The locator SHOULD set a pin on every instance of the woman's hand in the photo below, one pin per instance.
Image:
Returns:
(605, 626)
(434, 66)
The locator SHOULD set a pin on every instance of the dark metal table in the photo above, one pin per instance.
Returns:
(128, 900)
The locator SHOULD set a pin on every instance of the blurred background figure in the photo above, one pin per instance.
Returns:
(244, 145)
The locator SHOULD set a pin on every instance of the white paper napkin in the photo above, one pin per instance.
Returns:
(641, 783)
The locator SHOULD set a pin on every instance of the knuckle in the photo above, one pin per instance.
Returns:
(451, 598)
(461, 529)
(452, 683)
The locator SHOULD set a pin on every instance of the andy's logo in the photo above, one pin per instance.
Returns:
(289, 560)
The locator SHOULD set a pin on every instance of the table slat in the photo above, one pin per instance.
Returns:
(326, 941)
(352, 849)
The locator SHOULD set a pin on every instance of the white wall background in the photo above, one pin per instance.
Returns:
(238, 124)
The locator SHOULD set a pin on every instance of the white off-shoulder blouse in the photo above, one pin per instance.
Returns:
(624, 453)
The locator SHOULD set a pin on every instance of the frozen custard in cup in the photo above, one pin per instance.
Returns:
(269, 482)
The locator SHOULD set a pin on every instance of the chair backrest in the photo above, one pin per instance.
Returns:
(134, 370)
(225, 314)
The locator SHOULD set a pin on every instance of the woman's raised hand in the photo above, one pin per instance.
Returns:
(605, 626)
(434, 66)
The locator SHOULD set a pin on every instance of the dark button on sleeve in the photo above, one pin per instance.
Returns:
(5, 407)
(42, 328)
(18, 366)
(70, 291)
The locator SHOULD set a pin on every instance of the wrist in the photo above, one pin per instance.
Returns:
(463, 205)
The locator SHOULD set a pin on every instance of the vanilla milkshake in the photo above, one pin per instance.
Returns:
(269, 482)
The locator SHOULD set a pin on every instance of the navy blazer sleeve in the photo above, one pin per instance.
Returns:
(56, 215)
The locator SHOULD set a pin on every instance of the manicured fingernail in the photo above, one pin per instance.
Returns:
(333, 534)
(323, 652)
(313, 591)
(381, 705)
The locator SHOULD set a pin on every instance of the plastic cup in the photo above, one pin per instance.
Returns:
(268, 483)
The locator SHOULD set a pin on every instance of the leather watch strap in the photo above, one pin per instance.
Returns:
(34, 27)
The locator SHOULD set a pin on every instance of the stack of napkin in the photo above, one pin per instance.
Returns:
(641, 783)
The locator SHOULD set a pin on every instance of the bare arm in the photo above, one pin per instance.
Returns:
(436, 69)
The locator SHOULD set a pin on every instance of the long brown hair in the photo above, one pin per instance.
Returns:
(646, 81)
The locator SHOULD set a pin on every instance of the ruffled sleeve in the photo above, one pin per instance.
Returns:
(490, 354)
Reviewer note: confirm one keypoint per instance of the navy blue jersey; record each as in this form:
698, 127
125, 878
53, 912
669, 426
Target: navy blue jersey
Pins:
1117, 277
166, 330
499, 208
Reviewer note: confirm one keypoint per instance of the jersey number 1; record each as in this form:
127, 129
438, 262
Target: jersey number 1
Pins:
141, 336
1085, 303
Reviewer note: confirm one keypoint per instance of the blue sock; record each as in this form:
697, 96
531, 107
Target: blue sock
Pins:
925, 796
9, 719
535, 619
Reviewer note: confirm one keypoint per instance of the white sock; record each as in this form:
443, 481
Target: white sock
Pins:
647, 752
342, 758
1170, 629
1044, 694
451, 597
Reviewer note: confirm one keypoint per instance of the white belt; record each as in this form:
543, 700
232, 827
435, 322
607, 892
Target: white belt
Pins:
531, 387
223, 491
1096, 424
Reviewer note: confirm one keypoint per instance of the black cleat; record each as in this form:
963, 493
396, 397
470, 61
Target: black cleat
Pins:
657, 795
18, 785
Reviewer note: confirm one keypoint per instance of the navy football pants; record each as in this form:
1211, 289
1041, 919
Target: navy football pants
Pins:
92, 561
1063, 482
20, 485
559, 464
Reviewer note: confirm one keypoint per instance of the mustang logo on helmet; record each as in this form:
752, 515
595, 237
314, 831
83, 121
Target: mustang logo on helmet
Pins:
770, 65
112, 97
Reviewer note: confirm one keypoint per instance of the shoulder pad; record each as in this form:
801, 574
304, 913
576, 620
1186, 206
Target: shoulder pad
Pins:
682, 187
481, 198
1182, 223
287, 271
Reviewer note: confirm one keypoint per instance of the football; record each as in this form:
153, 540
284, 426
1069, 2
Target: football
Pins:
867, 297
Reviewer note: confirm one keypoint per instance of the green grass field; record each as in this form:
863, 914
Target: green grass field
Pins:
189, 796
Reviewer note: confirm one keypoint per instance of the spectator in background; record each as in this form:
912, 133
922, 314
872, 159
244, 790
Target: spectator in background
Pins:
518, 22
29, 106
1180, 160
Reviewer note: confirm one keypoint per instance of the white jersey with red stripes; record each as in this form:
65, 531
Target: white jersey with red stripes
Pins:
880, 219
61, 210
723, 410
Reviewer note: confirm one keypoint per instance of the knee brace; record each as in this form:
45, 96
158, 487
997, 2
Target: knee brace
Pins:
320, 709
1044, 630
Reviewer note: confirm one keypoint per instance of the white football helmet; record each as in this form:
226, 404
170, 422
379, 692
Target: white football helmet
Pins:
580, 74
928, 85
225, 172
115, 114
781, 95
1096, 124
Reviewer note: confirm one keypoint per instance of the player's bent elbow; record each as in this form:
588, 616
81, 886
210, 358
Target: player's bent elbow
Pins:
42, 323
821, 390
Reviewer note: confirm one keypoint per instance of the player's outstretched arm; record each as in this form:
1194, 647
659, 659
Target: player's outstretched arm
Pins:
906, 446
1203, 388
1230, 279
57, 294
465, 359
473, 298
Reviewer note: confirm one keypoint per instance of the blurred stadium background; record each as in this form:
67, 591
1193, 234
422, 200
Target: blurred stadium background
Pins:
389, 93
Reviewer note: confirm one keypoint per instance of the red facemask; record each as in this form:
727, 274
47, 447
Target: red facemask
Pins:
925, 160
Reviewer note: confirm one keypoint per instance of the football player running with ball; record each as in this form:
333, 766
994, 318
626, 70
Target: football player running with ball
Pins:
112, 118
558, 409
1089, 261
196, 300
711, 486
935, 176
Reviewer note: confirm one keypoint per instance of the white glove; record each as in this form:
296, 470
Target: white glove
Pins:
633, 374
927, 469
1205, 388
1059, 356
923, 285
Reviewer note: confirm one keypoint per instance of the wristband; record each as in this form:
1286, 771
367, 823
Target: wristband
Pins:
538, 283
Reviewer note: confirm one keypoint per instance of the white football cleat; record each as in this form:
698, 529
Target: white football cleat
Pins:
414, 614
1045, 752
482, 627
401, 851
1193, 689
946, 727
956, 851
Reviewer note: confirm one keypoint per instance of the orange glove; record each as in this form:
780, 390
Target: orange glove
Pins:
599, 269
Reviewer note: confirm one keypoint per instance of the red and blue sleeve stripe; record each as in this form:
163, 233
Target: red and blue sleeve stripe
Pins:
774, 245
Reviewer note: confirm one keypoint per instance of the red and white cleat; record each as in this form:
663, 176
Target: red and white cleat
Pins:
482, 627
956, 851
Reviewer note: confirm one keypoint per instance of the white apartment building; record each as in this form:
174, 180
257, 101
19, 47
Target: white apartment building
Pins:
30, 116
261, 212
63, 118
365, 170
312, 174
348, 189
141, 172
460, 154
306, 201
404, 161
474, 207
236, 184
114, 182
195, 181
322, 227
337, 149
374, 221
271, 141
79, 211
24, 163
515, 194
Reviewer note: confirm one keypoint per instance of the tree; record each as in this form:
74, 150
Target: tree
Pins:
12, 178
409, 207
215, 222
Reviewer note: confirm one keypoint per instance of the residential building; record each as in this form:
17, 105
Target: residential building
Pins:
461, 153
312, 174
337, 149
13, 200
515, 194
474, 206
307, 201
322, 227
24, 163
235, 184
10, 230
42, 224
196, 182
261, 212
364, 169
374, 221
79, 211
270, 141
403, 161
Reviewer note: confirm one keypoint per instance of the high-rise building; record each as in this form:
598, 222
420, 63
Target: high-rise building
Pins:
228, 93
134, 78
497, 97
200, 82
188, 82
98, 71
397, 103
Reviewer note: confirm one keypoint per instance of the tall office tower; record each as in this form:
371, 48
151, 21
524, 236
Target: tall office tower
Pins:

==========

Aim of the task
Return each line of the entries that holds the string "napkin".

Written reply
The locator SHOULD set a pin on every instance of the white paper napkin in the photo above, one pin per instance.
The locator SHOULD set a pin on every instance of the stack of napkin in the photo above, one pin per instance.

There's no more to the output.